> Instructions for the task
Rewrite everything in the listing from the line containing "Where is each instance of the crane" down to the line containing "point(231, 64)", requests included. Raise every coordinate in the answer points by 47, and leave the notation samples inside the requests unchanged.

> Records shown
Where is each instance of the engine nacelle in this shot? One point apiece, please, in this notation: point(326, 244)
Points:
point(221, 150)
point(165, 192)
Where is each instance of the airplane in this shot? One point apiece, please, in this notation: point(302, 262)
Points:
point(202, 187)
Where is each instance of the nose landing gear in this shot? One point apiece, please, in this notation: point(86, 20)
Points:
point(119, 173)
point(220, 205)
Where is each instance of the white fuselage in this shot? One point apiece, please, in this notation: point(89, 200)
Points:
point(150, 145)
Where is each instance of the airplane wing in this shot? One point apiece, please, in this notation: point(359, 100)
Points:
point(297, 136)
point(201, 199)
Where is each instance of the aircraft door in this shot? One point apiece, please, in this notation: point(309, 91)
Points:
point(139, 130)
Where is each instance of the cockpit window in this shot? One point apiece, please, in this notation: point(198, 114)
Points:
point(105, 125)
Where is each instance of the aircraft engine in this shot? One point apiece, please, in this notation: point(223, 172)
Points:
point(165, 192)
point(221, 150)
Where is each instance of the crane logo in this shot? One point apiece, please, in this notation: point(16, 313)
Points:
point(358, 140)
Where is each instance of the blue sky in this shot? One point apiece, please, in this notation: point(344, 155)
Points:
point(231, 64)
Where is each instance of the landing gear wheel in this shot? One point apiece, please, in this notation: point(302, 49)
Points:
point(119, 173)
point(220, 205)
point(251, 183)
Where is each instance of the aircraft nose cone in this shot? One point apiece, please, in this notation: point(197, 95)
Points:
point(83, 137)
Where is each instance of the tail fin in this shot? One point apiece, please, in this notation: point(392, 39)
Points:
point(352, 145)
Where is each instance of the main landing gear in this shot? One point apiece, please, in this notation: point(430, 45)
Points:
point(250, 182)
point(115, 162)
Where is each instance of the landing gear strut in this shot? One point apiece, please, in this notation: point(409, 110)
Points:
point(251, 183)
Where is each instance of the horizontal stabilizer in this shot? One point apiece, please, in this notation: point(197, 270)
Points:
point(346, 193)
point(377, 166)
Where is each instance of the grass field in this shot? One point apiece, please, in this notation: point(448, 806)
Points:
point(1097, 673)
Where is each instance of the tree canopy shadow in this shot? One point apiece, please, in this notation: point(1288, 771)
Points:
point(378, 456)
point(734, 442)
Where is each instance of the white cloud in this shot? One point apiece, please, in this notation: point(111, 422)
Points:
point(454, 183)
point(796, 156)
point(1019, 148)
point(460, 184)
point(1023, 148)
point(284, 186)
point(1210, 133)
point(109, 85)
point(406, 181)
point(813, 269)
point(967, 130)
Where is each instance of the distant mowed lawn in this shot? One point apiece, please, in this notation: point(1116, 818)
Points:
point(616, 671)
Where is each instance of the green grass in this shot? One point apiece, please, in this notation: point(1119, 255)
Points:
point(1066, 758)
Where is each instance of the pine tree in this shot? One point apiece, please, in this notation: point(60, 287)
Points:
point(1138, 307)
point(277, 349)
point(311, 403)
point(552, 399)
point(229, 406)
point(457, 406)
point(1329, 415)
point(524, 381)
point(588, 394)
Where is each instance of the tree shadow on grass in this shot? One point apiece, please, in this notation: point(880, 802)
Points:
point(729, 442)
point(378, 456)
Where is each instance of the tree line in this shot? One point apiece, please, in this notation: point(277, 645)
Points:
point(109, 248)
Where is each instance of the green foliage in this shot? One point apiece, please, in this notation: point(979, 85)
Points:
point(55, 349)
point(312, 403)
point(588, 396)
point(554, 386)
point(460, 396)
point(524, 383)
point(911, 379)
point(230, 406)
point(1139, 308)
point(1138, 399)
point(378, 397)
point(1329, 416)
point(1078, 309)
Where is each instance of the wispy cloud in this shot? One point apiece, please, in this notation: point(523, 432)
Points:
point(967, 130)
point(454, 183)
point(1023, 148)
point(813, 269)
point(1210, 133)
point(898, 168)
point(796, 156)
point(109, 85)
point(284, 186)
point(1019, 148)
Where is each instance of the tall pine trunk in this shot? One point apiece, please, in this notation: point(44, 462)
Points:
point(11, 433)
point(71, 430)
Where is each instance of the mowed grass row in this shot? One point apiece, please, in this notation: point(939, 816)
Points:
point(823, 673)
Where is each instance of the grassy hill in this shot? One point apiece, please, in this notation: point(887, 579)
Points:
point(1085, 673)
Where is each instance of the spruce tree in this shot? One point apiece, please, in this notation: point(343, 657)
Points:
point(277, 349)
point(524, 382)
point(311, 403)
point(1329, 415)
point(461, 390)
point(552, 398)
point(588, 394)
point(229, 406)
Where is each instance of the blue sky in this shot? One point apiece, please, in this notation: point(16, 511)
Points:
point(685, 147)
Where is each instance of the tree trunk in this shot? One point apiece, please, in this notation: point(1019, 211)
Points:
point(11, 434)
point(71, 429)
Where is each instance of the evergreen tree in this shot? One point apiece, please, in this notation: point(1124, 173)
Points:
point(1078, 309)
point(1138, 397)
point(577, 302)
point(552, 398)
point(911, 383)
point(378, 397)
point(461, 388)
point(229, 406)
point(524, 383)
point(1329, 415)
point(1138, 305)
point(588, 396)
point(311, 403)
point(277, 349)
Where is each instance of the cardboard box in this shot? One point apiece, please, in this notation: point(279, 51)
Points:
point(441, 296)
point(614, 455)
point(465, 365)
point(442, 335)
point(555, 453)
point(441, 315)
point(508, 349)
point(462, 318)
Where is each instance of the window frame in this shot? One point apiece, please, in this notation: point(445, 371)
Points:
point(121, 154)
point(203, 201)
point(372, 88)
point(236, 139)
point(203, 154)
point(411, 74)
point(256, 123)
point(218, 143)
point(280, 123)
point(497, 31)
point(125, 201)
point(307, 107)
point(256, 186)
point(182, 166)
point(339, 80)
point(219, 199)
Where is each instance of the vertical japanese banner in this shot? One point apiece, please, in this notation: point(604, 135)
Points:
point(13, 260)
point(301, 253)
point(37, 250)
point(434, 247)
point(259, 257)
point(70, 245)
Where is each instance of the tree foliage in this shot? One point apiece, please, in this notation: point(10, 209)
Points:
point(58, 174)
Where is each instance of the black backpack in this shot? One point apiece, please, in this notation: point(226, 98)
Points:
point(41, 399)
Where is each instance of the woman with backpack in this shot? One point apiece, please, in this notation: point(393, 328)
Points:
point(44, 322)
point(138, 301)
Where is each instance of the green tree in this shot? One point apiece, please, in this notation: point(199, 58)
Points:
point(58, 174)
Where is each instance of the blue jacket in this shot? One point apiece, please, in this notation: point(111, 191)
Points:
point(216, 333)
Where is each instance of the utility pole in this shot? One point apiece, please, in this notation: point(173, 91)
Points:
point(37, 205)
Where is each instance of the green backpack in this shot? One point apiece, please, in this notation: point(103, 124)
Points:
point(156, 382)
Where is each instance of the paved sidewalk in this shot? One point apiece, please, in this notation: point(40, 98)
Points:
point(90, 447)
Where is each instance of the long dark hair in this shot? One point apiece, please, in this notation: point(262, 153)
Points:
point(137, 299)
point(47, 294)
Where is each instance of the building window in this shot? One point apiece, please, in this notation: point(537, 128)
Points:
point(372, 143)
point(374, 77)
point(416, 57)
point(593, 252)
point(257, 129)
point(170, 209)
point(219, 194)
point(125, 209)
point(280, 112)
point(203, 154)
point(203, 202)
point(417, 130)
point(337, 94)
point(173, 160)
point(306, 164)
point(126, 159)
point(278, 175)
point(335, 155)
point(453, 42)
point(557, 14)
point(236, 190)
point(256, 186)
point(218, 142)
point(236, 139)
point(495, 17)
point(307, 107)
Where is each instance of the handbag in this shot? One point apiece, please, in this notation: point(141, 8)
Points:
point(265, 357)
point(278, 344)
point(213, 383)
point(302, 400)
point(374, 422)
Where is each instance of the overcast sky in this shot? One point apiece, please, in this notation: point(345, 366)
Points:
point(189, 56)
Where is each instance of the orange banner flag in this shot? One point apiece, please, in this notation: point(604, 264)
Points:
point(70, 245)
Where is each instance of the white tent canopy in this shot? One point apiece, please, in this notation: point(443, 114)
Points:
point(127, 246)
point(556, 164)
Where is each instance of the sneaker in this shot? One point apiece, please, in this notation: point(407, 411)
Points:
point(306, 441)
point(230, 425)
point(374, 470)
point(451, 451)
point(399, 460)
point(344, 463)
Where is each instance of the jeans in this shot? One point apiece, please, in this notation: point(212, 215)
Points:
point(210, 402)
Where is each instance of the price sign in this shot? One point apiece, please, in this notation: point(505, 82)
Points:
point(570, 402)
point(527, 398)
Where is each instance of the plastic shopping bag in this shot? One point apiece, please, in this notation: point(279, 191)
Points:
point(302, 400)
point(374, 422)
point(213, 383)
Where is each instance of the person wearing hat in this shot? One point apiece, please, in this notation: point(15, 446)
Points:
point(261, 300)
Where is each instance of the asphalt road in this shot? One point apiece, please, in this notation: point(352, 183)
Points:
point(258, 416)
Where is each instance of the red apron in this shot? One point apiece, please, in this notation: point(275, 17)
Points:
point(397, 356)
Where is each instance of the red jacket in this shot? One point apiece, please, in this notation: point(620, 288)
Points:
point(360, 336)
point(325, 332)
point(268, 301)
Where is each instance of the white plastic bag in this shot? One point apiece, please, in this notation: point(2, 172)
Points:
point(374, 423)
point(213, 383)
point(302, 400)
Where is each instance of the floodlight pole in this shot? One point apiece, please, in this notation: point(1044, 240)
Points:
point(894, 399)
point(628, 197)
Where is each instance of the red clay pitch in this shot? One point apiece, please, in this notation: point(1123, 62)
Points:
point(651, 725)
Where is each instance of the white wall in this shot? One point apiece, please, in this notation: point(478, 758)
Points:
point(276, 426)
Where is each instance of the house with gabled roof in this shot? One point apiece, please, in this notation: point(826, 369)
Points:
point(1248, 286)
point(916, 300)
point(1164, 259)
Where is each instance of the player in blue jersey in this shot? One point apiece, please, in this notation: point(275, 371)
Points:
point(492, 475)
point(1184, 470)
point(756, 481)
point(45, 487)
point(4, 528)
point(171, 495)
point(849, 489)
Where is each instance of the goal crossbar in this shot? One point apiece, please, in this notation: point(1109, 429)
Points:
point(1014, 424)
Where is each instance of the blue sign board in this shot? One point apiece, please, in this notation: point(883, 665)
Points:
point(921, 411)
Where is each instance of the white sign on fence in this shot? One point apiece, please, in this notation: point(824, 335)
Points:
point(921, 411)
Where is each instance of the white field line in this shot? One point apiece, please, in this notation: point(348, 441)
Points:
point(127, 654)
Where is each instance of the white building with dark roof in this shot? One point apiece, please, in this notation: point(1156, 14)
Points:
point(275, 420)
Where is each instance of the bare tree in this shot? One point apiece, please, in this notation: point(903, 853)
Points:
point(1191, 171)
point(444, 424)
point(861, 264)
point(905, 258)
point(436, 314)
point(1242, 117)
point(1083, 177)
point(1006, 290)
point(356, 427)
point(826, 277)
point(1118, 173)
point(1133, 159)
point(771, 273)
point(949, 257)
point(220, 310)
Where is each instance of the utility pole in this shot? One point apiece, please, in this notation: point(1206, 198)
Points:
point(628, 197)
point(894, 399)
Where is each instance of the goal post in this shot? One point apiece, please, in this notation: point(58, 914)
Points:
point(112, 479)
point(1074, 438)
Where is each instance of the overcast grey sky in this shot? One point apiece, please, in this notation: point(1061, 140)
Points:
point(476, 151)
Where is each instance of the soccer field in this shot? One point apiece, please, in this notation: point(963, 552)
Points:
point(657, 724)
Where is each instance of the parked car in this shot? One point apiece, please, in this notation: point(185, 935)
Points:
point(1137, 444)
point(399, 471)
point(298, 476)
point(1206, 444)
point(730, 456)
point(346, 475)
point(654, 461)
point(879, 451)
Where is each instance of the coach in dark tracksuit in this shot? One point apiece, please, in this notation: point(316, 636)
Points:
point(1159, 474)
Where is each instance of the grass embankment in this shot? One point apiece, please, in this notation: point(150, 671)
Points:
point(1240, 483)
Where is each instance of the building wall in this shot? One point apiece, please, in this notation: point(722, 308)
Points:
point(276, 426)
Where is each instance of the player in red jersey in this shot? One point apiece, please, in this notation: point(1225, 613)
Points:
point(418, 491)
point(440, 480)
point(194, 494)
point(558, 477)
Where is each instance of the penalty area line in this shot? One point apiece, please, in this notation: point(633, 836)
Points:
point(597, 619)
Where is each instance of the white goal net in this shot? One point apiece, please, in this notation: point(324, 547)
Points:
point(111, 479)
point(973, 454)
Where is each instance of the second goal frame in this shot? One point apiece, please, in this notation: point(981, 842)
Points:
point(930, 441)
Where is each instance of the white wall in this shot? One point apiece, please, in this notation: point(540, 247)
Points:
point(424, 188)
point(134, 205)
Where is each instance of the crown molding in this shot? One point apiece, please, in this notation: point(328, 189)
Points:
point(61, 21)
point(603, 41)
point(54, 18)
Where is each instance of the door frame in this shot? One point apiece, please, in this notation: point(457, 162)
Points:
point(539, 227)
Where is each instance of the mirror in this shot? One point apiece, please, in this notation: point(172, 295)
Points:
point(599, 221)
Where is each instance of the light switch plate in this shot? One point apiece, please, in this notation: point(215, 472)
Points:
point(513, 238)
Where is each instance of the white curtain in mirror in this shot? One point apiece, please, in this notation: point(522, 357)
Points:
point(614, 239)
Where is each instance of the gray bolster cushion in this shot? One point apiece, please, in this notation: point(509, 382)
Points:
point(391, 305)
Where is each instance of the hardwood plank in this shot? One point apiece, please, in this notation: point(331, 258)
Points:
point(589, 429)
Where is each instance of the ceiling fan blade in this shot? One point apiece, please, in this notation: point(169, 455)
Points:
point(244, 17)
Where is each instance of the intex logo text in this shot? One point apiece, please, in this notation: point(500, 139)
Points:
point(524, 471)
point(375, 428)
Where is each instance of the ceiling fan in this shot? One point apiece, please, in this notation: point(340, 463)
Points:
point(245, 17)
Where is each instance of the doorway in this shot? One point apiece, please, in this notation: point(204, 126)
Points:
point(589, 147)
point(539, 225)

> Task answer
Where is each instance of the crane logo in this shot? One point apiece, please, in this notation: point(16, 313)
Points:
point(405, 187)
Where is each instance of the blue sky in this shot? One point apiece, please, in this notation: point(344, 155)
Points:
point(278, 111)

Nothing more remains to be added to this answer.